*Stated task*
Update every row below by changing "Found at" to "Located at" and leaving everything else unchanged. Leave the pictures out of your answer.

───── Exercise inputs

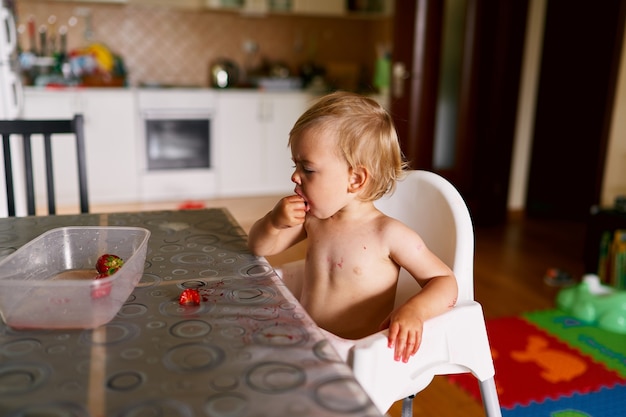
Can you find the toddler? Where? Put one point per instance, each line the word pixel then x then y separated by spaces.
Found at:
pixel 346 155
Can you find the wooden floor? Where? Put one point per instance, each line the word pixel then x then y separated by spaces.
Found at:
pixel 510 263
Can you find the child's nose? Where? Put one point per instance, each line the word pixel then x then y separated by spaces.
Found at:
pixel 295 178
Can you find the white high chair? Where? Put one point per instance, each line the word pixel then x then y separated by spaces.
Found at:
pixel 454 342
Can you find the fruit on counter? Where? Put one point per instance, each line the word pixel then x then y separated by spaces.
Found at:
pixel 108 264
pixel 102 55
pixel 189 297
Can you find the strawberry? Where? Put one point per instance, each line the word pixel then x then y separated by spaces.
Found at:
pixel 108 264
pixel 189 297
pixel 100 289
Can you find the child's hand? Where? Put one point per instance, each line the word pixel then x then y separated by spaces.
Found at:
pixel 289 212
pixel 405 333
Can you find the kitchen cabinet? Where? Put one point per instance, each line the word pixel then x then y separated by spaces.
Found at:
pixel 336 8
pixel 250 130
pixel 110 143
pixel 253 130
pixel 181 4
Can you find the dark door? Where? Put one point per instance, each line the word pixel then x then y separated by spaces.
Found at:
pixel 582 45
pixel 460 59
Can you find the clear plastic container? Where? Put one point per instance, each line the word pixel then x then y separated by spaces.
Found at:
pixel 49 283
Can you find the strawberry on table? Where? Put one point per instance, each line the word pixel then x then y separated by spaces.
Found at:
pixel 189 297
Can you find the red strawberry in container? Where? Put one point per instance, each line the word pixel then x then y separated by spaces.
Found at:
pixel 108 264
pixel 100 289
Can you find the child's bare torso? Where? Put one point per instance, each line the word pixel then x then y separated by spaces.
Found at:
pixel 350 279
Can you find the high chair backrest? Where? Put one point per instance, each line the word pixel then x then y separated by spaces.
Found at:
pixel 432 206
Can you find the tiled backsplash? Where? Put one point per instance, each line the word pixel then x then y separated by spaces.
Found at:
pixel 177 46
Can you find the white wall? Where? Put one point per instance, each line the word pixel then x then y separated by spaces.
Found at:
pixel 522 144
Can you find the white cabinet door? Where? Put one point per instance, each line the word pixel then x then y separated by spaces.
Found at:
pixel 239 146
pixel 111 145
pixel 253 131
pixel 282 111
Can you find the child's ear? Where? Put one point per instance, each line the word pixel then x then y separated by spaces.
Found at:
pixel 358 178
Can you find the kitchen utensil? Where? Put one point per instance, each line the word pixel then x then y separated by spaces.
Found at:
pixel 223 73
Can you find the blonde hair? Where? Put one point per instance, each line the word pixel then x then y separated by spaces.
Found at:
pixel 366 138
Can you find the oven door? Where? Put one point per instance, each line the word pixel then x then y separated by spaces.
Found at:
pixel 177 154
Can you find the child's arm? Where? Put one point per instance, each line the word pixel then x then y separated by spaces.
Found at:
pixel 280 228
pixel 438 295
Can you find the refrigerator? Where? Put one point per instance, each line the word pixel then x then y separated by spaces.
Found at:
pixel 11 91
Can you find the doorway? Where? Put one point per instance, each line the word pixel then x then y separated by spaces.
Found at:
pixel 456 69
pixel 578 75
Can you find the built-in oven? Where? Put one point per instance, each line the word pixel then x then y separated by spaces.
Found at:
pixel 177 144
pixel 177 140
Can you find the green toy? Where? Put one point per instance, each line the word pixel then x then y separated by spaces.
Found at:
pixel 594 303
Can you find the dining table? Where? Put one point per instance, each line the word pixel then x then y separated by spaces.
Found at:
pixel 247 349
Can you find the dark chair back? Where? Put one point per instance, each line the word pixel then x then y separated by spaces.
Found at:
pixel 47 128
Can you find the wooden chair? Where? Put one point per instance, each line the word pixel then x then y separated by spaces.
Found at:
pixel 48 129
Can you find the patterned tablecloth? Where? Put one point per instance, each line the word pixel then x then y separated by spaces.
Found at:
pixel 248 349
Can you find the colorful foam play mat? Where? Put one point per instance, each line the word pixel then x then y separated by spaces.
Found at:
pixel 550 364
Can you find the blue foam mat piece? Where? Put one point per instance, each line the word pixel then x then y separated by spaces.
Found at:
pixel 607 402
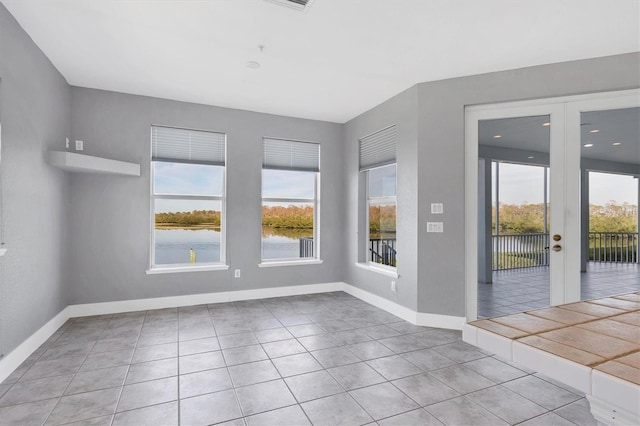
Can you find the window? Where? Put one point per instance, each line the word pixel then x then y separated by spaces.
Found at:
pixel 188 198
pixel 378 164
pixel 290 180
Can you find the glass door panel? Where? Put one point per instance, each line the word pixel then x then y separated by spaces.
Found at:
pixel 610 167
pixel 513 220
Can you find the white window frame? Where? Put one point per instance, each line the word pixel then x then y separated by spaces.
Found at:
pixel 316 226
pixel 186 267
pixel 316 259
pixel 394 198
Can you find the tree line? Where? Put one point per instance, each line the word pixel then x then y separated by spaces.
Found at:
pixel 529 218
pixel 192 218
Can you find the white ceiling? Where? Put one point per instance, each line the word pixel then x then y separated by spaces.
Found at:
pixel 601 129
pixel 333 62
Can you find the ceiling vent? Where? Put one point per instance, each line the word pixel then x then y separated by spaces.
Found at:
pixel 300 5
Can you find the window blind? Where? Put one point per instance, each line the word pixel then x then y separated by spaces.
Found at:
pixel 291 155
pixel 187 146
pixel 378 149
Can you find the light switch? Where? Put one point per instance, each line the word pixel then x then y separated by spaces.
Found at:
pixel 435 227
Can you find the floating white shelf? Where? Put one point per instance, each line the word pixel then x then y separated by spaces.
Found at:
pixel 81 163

──────────

*Solution to this exercise*
Can you find the toddler? Where? Put one point per instance, each line the word pixel then x then y separated by spaces.
Located at:
pixel 346 155
Can you find the wooden floor? Where? Put one point per instance, each line the word pixel then x then y separated by spaces.
Located at:
pixel 510 263
Can you find the child's nose? Where? Put one point per instance, each line the word pixel then x then y separated by spaces.
Located at:
pixel 295 178
Can you find the white high chair? Where? Put one point per instance, each line the word pixel then x then y separated by spaces.
Located at:
pixel 454 342
Can you find the fruit on counter? Where? Put one point per instance, each line the word pixel then x then y separated by spaces.
Located at:
pixel 108 264
pixel 102 55
pixel 189 297
Can you find the strawberry? Where? Put one point per instance, each line the word pixel then x then y separated by spaces.
Located at:
pixel 108 264
pixel 189 297
pixel 100 289
Can you find the child's hand? Where? Put one point per instance, each line the word pixel then x then y separated by spaces.
Located at:
pixel 289 212
pixel 405 333
Can you find the kitchen cabinet? Where? Put one point per instance, each line the word pixel then x then y separated by spaces.
Located at:
pixel 336 8
pixel 250 130
pixel 110 143
pixel 253 130
pixel 181 4
Can you find the dark door? Where? Put one point per instance, each line the word pixel then x then y separated by spaces.
Located at:
pixel 582 45
pixel 460 59
Can you find the clear plastic container? Where? Put one point per instance, each line the word pixel then x then y separated by spaces.
Located at:
pixel 49 283
Can you find the strawberry on table? Where? Put one point per instance, each line the word pixel then x then y separated by spaces.
Located at:
pixel 189 297
Can you find the red strawberry in container? Where? Put one point per instance, each line the word pixel then x then y separated by spaces.
Located at:
pixel 108 264
pixel 100 289
Can you find the child's bare torso? Where? Put one point per instance, each line the word pixel then x then y separated by spaces.
Located at:
pixel 350 279
Can you find the high chair backrest? Where? Put one point per instance, each line the word pixel then x then y separated by spaces.
Located at:
pixel 432 206
Can you find the tiled backsplash? Where? Put one point per instance, each line the word pixel then x then y separated by spaces.
Located at:
pixel 177 46
Can you find the white wall? Where? Put one point per instance, each line the word pixel then x then y separated by spaces.
Located at:
pixel 522 144
Can you find the white cabinet door? Where? Put one point per instance, each line the word pixel then x then y separated by spaces.
Located at:
pixel 239 146
pixel 111 145
pixel 253 131
pixel 282 111
Can you find the child's ear? Where? Put one point per instance, each line the word pixel then x then y separated by spaces.
Located at:
pixel 358 178
Can you find the kitchen utensil? Where? Put one point per instance, each line the word pixel then x then y separated by spaces.
Located at:
pixel 223 73
Can you find the blonde hair? Where? Put one point per instance, each line the word pixel then x then y separated by spaces.
Located at:
pixel 366 138
Can you find the oven door? Where? Put one point per instance, each line the word pixel then x then y separated by spaces.
Located at:
pixel 177 154
Can you find the child's arm? Where? Put one point per instance, each line the word pixel then x then y separated by spaces.
Located at:
pixel 280 228
pixel 438 295
Can you find the refrigerator? Where? Put one point per instance, each line the word pixel then x then y separated by spaces.
Located at:
pixel 11 91
Can you find the doorway? Where? Put one point per instance, each line the word pixel then x then y separated by spaces.
Located at:
pixel 456 69
pixel 578 75
Can you find the built-in oven? Where? Put one point per instance, each line the word pixel then x then y separated by spaces.
Located at:
pixel 177 144
pixel 177 140
Can you find the green toy? Where? Put one point per instance, each line the word pixel then x then y separated by spaces.
Located at:
pixel 594 303
Can you find the dining table? Where? Put one point per instance, each line the word pixel then x then y separated by spaces.
Located at:
pixel 247 349
Can you find the dark chair back? Where? Put one point per instance, each line the word pixel then x then y separated by spaces.
Located at:
pixel 47 128
Can you find the wooden chair? Where? Put one point per instance, each line the word pixel then x then y separated by spaces.
Located at:
pixel 48 129
Can you find the patterned tablecloth? Where? Put one point per instance, each line the word pixel then x then y separated by spaces.
Located at:
pixel 248 349
Can you find the colorful foam play mat? Where? Put one point per instance, each line the word pixel then x then y separated by spaces.
Located at:
pixel 550 364
Can you find the blue foam mat piece? Where? Put one point per instance, each line the word pixel then x then y separated by spaces.
Located at:
pixel 607 402
Can you find the window? Where? Put one point per instance, each line the word pixel then x then y separated by spaces.
Located at:
pixel 188 198
pixel 378 164
pixel 290 180
Can you find the glass door panel? Where? Put one point per instance, each line the word pixel then x then y separated by spaces.
Located at:
pixel 610 167
pixel 513 220
Can you find the white window frame? Where? Put one point per instance, each line the word pixel then x then y separated by spaces.
Located at:
pixel 316 226
pixel 186 267
pixel 316 259
pixel 394 198
Can you find the tree line? Where? Put one point per instance, each line the word pixel then x then y separated by spaces.
Located at:
pixel 529 218
pixel 192 218
Can you find the white ceiling? Where? Put one point per instance, each line the word pixel then x then y separated by spaces.
Located at:
pixel 601 129
pixel 333 62
Can you find the ceiling vent? Where? Put one point per instance, each line the word pixel then x then y separated by spaces.
Located at:
pixel 300 5
Can you find the window blind? Where? Put one point per instance, each line the word pixel then x then y separated by spaces.
Located at:
pixel 291 155
pixel 187 146
pixel 378 149
Can you find the light switch? Where? Put one point per instance, each line the word pixel then x then y separated by spaces.
Located at:
pixel 435 227
Can you find the floating white shelf? Where? Put one point per instance, each line the word pixel then x then y separated by spaces.
Located at:
pixel 81 163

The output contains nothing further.